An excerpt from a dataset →
╔══
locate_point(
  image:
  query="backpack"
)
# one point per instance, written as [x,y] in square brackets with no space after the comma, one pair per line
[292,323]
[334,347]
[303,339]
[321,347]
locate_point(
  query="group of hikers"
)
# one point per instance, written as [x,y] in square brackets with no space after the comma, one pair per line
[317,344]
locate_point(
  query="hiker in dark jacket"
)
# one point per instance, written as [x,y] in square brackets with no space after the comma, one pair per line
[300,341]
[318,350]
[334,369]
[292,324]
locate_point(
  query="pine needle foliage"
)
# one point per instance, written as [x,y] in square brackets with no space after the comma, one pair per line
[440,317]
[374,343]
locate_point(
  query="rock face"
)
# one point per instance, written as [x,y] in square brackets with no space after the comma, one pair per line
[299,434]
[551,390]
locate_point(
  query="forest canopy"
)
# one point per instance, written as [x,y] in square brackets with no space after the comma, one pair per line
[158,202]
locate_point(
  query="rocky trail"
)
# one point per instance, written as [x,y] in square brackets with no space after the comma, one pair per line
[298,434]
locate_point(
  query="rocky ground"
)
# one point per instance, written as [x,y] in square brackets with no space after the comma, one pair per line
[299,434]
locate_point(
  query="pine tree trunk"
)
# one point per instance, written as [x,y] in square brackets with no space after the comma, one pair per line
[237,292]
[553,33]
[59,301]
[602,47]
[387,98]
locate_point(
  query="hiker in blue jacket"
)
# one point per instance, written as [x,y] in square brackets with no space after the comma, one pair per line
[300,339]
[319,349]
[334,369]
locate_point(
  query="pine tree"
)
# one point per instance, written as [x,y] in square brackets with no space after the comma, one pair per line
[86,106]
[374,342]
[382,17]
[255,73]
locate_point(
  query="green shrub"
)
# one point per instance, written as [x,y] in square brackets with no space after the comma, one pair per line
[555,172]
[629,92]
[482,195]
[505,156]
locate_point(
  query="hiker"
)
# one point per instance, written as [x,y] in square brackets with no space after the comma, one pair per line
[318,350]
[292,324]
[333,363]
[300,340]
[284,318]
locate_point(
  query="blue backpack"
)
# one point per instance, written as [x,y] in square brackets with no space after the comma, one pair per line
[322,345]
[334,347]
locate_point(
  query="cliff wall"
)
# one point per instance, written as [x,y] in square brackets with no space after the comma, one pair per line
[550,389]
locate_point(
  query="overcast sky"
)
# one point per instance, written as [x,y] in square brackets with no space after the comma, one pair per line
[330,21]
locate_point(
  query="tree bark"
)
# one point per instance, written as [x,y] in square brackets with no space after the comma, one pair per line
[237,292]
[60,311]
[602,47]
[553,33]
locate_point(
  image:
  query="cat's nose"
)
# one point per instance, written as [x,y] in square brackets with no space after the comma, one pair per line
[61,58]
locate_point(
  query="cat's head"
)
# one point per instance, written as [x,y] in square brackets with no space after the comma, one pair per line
╚══
List each line of the items above that contains the word "rocky", copying every such line in full.

  query="rocky trail"
  query="rocky ground"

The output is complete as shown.